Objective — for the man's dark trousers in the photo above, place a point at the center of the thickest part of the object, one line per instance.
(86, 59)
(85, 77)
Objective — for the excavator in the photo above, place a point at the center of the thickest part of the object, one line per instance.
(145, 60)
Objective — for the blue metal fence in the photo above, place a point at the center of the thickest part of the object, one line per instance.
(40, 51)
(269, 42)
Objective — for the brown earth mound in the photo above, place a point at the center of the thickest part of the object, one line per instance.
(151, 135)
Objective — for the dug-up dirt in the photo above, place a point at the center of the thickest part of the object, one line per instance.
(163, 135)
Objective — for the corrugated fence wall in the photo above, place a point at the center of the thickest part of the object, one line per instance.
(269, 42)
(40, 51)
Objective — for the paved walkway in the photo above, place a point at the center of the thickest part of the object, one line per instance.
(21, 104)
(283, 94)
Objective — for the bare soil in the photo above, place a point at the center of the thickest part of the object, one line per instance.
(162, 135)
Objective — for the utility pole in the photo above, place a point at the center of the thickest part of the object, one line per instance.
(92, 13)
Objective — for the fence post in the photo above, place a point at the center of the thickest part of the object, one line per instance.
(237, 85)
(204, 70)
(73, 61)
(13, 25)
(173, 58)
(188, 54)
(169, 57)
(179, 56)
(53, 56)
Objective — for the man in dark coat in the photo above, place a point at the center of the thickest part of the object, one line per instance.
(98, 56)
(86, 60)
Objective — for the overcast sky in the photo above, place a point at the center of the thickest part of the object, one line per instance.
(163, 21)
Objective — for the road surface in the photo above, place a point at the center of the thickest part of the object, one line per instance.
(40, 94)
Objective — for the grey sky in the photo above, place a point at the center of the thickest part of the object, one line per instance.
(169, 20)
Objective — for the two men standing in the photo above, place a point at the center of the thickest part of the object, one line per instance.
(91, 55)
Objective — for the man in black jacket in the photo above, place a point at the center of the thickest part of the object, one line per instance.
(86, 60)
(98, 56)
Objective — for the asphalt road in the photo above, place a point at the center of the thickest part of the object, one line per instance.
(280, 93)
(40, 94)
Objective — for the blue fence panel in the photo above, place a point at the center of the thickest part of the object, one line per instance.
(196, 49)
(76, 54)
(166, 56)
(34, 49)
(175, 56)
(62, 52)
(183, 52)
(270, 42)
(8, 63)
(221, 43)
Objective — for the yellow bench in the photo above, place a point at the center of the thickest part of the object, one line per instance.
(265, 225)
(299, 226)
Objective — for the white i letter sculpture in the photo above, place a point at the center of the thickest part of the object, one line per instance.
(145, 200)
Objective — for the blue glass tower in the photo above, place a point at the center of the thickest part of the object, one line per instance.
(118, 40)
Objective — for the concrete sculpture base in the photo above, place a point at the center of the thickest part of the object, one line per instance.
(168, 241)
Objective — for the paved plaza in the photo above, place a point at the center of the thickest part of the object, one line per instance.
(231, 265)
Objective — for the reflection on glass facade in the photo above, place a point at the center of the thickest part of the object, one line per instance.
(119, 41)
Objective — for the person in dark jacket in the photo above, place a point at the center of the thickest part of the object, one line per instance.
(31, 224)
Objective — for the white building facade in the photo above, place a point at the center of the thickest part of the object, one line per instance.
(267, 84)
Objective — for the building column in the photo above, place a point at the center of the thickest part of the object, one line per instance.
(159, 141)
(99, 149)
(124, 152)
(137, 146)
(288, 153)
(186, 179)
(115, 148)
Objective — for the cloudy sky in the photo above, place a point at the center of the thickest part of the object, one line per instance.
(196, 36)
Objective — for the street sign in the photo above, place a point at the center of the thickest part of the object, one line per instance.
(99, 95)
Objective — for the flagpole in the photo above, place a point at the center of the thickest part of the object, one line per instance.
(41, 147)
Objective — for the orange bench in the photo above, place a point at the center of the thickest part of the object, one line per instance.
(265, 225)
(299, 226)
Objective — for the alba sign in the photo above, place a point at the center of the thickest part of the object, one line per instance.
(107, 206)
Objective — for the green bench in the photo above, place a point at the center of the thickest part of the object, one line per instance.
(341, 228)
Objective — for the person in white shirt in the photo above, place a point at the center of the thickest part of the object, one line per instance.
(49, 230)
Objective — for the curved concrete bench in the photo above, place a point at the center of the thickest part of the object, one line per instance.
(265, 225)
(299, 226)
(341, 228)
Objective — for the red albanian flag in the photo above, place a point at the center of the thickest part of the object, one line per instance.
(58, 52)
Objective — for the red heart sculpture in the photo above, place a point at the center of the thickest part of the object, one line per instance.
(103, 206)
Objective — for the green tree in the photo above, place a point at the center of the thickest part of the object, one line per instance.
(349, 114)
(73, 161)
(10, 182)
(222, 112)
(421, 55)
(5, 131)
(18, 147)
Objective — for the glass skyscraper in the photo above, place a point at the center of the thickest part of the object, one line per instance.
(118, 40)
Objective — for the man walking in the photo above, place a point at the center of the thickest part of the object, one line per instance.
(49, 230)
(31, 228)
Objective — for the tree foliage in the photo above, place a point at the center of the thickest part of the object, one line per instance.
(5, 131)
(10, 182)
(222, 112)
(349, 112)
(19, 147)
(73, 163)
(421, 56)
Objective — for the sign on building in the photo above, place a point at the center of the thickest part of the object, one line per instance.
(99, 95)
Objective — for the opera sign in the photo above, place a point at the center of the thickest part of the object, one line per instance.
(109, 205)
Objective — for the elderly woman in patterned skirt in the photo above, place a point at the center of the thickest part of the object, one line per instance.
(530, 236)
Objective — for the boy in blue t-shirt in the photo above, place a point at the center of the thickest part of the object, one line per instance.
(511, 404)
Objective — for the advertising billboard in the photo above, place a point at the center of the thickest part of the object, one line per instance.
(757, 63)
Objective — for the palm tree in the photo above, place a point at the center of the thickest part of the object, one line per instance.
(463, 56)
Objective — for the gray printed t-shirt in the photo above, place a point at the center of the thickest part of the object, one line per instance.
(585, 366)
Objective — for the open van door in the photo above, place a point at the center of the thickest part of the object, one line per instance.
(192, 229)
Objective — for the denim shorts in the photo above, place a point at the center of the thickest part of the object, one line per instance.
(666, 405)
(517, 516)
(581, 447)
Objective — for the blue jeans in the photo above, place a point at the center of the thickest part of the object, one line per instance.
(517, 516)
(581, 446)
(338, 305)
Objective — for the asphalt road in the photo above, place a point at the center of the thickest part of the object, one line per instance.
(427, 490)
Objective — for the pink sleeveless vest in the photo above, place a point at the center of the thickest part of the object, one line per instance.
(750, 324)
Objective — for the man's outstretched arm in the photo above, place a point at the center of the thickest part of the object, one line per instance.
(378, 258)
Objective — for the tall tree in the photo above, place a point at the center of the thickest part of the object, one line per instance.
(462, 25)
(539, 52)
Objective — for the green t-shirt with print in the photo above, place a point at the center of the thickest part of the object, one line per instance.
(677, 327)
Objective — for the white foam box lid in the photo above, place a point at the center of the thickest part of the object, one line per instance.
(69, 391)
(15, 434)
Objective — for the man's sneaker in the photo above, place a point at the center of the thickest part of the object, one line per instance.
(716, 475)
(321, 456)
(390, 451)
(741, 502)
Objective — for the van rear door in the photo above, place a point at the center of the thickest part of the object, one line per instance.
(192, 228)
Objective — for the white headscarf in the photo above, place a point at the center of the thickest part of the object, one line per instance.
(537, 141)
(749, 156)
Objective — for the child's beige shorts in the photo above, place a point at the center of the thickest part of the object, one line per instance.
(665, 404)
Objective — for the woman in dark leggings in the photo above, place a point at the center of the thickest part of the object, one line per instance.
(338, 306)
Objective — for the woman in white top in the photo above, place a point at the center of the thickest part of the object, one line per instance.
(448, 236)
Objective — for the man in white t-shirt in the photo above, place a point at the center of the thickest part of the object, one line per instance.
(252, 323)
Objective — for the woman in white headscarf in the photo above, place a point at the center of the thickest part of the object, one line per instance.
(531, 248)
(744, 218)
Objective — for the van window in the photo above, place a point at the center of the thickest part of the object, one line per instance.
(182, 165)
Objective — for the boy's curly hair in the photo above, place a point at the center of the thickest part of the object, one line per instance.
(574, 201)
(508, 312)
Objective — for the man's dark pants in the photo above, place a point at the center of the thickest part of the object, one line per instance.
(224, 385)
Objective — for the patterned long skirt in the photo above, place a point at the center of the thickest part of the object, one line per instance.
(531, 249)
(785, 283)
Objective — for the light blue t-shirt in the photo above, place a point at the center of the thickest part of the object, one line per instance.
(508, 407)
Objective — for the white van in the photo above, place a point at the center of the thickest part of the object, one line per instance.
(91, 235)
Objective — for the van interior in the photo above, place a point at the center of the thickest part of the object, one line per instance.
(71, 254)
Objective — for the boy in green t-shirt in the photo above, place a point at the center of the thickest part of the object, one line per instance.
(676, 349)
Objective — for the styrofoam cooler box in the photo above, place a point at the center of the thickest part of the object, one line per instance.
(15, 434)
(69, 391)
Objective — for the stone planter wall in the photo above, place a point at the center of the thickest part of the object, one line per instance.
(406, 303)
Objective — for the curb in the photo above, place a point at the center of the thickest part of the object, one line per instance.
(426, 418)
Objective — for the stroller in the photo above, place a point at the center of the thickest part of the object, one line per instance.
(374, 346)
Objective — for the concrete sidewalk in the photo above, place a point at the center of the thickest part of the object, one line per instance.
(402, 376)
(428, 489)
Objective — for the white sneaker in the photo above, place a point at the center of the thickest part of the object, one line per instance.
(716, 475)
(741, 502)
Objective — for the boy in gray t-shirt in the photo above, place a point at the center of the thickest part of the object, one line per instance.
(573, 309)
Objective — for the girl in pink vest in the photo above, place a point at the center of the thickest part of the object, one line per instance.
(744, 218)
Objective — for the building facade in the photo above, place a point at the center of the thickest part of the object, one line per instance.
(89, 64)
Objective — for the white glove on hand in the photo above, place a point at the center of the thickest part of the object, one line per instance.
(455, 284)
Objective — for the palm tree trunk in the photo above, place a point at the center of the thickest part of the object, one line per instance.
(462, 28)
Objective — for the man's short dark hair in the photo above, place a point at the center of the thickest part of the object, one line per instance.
◇ ◇ ◇ ◇
### ABOUT THIS EXERCISE
Would you copy out exactly the lines from the one holding "Objective — for the concrete sidewalk" through the end of the entries above, both ends included?

### TASK RESULT
Objective — for the concrete sidewalk in the photo above, place a point at the center of the thickest part of the object, one line per instance.
(402, 376)
(428, 489)
Objective — for the white sneaker in the photo above, place a point at the center of the thickest part of the object, one line per instance.
(716, 475)
(741, 502)
Objective — for the boy in gray t-shirt in the photo above, place a point at the center of the thickest part of the object, one line per instance.
(573, 309)
Objective — for the girl in pink vest in the photo above, place a point at the center of the thickest part of the object, one line per instance.
(744, 218)
Objective — for the building facade in the photo above, place a point at the center of the thickest part of the object, one line per instance.
(89, 64)
Objective — for the white glove on hand in the photo above, place a point at the center of the thickest part of the object, one line per instance.
(455, 284)
Objective — for the palm tree trunk in the photo above, place a point at the center of the thickest part of the object, one line per instance.
(462, 28)
Objective — for the man's short dark hair in the photo above, place a point at the center of the thickest part of the object, one line per instance.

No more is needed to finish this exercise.